E allora via. Via da vecchi costumi e
lamentele. E via pure dai vecchi pregiudizi verso quel calvo
pallavolista incastonato tra pali e traversa che ha conquistato la
Romania a colpi de baker. Non ne bloccherà una pe tutta la partita,
perché lui è fatto così, portiere anni 70, forse pure 60, brutto a
vedesse (sempre) eppur efficace (random). Il fatto de non falla entrà,
ricordando le sculate gesta de Lupatelli, artra mezza sega calva che
restando inviolata per svariate partite divenne Campione d’Italia, è
amuleto non da poco.
Ma se la palla non entra manco con Lobont,
buona parte der merito va alle divinità nordiche tutte, co un occhio de
riguardo pe Odino che c’ha mannato er fio Thor detto Kjaer in mezzo alla
difesa. “Chi è Kjaer?” ci chiedevamo battezzandolo Loria biondo per
colpa di Youtube. “Kjaer!” rispondiamo guardandolo ligio come un Mexes
senza mestruazioni. “Sì ma chi è Kjaer?” “Kjaer!, rispondiamo mentre
Stek esce in barella e intorno al danese non resta traccia di anglofonia
(che loro hanno i film coi sottotitoli e imparano l’inglese da piccoli e
noi no e i negri c’hanno il ritmo nel sangue). “Chi è che gioca in
prima base?”, cazzeggiamo mentre questo, pur con inguardabile
elastichetto che se vede che i metrosexual so arivati pure tra i freak
di Christiania, chiude, anticipa, pressa e svetta con albina precisione.

* * * * * * * * *

Cosa fare ::
Continua il brano su Lobont e Kjaer a partire dopo l'ultima frase riportata.

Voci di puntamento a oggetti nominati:
* * * * * * * * *

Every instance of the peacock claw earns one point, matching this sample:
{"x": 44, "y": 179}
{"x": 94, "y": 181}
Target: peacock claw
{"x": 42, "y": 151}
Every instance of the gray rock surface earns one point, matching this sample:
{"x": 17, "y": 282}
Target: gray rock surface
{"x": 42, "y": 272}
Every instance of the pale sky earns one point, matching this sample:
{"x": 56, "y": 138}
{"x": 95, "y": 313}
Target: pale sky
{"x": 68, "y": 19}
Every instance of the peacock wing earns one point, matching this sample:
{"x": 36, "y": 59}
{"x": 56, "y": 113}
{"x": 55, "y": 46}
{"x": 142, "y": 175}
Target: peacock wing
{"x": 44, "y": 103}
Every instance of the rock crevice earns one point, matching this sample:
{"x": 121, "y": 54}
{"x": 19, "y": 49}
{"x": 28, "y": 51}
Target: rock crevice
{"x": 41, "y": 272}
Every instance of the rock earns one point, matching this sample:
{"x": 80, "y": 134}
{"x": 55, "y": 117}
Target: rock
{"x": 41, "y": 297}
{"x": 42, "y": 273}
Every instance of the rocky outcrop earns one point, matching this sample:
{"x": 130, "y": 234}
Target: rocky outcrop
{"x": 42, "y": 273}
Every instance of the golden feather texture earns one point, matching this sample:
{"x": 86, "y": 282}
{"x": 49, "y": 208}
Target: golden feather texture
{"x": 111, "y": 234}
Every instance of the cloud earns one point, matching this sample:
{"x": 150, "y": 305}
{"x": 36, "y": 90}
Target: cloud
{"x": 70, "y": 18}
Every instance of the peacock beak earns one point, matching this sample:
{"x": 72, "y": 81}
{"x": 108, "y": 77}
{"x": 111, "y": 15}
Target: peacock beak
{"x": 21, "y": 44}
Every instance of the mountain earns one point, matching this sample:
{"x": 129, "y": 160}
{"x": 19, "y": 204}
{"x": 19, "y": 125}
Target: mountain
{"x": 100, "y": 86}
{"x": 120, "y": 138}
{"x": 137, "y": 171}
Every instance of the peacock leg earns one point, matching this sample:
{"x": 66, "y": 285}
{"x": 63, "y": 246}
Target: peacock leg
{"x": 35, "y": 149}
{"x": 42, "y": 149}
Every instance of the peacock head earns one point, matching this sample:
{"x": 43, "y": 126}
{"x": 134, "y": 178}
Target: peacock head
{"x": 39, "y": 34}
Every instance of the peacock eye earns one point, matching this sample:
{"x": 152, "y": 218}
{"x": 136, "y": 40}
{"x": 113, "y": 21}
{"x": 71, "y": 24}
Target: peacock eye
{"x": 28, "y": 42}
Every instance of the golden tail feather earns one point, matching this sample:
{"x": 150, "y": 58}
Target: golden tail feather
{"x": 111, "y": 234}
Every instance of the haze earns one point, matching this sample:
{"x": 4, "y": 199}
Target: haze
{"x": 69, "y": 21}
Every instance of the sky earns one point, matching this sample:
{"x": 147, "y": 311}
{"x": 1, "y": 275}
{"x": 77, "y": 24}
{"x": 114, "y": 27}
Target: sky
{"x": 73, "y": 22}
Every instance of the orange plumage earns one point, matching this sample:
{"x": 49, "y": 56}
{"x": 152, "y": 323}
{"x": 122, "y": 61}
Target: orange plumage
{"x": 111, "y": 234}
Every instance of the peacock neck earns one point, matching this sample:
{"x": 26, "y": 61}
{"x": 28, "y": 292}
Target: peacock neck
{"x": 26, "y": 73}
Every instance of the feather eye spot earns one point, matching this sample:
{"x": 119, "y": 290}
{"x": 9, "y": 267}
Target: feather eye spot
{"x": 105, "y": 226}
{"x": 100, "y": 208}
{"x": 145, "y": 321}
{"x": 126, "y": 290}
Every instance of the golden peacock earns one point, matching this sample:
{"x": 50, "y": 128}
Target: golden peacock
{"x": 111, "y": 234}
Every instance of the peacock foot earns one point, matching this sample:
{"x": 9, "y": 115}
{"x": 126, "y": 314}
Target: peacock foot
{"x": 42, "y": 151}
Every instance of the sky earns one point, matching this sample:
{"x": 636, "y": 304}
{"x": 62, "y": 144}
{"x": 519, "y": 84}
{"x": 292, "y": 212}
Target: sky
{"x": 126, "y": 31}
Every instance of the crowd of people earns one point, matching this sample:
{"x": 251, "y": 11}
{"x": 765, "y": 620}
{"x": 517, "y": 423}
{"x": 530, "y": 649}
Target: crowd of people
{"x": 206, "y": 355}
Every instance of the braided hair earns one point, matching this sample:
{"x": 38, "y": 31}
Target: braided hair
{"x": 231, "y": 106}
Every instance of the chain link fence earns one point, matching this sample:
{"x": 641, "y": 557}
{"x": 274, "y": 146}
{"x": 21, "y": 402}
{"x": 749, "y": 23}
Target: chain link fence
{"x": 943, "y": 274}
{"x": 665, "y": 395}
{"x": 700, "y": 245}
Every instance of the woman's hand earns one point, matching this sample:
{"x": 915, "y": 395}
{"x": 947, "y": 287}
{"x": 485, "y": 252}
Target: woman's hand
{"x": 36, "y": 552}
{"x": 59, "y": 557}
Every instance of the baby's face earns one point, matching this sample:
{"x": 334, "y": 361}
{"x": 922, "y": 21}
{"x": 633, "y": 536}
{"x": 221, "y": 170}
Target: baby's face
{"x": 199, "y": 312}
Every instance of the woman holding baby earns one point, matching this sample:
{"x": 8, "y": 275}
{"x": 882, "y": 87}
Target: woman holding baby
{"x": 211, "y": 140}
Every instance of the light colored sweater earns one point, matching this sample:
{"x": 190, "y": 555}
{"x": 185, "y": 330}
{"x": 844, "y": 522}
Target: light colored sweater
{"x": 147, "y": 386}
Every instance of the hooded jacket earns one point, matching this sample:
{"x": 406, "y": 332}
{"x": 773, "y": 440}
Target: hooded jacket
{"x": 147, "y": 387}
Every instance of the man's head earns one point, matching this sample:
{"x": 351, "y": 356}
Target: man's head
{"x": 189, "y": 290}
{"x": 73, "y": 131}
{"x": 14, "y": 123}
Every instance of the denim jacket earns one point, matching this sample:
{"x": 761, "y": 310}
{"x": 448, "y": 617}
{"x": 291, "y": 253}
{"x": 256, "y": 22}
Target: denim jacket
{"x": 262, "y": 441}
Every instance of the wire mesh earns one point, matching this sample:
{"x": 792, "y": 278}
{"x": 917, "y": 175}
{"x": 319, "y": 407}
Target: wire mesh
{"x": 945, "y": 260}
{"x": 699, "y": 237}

* * * * * * * * *

Risposta qui sotto ::
“No
pasaran!” si esalta Luigi Enrico dall’iberica panca. “Sì ma leva
Osvardo!” risponde idealmente la grande famiglia giallorossa.
Che
lì davanti qualcosa se move pure, ma è quasi esclusivamente Borini, che
vòi pe l’areodinamica da Formula uno garantita dalla nasca, vòi pe
l’innata tigna, vòi soprattutto perché quando c’hai 19 anni, a meno che
tu non giochi a golf o non te chiami Menez, nello sport se nota, mozzica
ogni pallone e pare pericoloso pure quando non fa un cazzo. Quando poi
er pericolo se concretizza, che soo dimo a fà, Giulio Cesare se riscopre
imperatore dei pali e vola a levà la palla dalla rete e la mano dalla
bocca al mordace pischello.
L’Inte, dar canto suo,
s’affida a Nagatomo, il quale s’affida a Taddei, il quale smadonnando
Luigi Enrico e la dea della duttilità in campo, se chiede: “Ma possibile
che proprio oggi che gioco io se divertono tutti tranne me?”. E il
bello è che a pensacce bene, con l’eccezione di De Rossi che gioca ogni
pallone pensando alla risposta da dà al prossimo de Sky che je chiederà
se ha firmato, de Borini che gioca con la voja de vive tipica der
miracolato e de Kjaer che pare sempre a un niente dall’ordinare ai
sottoposti il passo dell’oca, gli altri non stanno a fa niente di
clamoroso. Totti, addirittura, sbaglia i passaggi proprio come li
sbaglierebbe na punta da 200 gol che se mettesse a fa er centrocampista
tuttofare alla sua età.
Eppure, all’intervallo siamo contenti.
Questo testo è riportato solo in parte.